> [TRECHO FORNECIDO]
* * * * *

Já o preço do etanol vinha caindo enquanto o projeto de lei complementar 18/2022 ainda era debatido no Legislativo. E, desde que o projeto virou a lei 194/2022, que impôs um teto de 18% à alíquota de ICMS sobre combustíveis e também isentou de PIS/Cofins igualmente os combustíveis, o etanol hidratado que chega às distribuidoras em Paulínia (SP) já caiu 4,5%, segundo o indicador do Cepea/Esalq, alcançando R$ 2.974,50 o metro cúbico nesta quinta-feira. O preço do hidratado pago às usinas paulistas, líquido de impostos, caiu 3,3% na última semana, a R$ 2,9634 o litro.
Mas boa parte dessas quedas vem sendo compensada pelos CBios. Desde o início do ano, o etanol hidratado recebido pelas usinas de São Paulo recuaram R$ 0,39 o litro. Em compensação, o CBio a R$ 200 já oferece um “prêmio” equivalente a R$ 0,24 o litro - ou R$ 0,18 o litro mais alto do que no início do ano, de acordo com cálculos da consultoria StoneX. Dessa forma, os CBios já “amortizaram” 46% da queda do preço do hidratado para as usinas este ano, representando 8% da remuneração final das usinas.
A situação é bem diferente da do ano passado, quando os CBios foram negociados em média por R$ 39. Traduzindo em “prêmio” sobre o etanol, esse preço equivaleu a menos de R$ 0,05 por litro, perto de 1% do preço na época. Para muitos agentes do mercado, o novo patamar de preços do CBio começa a “fazer sentido” enquanto instrumento de estímulo à produção de biocombustíveis.
“O que o RenovaBio propõe é um ativo que aumente a competitividade do biocombustível tanto em relação ao fóssil na bomba quanto em relação ao açúcar [na decisão de mix de produção] na usina. E o valor [do ano passado] era insuficiente para influenciar essa decisão de produção”, observa Boris Gancev, responsável pela mesa de derivativos de commodities e CBios do Santander.

* * * * *

> [Itens armazenados]

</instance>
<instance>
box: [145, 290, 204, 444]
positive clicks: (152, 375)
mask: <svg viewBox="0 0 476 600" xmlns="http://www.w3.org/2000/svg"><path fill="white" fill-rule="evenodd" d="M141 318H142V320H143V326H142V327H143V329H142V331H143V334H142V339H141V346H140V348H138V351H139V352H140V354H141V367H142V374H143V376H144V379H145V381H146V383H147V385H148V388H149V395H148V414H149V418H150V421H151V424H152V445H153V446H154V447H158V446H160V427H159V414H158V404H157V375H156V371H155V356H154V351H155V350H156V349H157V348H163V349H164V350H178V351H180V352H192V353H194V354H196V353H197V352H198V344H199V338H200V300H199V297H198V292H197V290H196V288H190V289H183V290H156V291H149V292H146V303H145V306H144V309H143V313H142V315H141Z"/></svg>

* * * * *

> [AÇÃO NECESSÁRIA 1] Copie literalmente, do trecho sobre o preço do etanol e os CBios, a parte que se inicia nas palavras que contêm "A situação é" e se encerra em "produção de biocombustíveis.".
> [AÇÃO NECESSÁRIA 2] Retome o trecho sobre o preço do etanol e os CBios, escrevendo a sequência a partir da última frase apresentada.

> [RESPOSTA DA TAREFA 1]
A situação é bem diferente da do ano passado, quando os CBios foram negociados em média por R$ 39. Traduzindo em “prêmio” sobre o etanol, esse preço equivaleu a menos de R$ 0,05 por litro, perto de 1% do preço na época. Para muitos agentes do mercado, o novo patamar de preços do CBio começa a “fazer sentido” enquanto instrumento de estímulo à produção de biocombustíveis.

> [RESPOSTA DA TAREFA 2]
Apesar do efeito “amortecedor” que o CBio vem oferecendo, a remuneração das usinas com o etanol ainda está em declínio, o que tem levado muitas empresas a repensar sua estratégia de produção e venda do biocombustível.
Na Usina Alta Mogiana, a decisão é segurar as vendas do hidratado e focar no cumprimento de contratos de entrega de etanol anidro (aditivo à gasolina), diz Luiz Gustavo Junqueira Figueiredo, diretor comercial. A decisão é semelhante à do grupo São Martinho, que sinalizou na última teleconferência com analistas que seguraria as vendas do hidratado até o início do próximo ano, quando a redução tributária expirar e o Centro-Sul estiver em entressafra.
Mas a estratégia de carregar etanol não é tão simples para todos. Na Jalles Machado, por exemplo, há uma limitação física que forçaria a venda de 10 milhões a 15 milhões de litros nesta safra, segundo afirmou Rodrigo Siqueira, diretor financeiro da companhia, na última teleconferência da empresa.
Executivos de outras empresas observaram, reservadamente, que a estratégia também pode implicar um custo de oportunidade elevado, já que os juros estão altos no momento. Também seria uma exposição a um momento incerto, dado o período de menor consumo de gasolina nos EUA no primeiro trimestre e receios de recessão global. Também permanece a incerteza sobre a redução do IMCS sobre o etanol com compensação da União, prevista na PEC 16.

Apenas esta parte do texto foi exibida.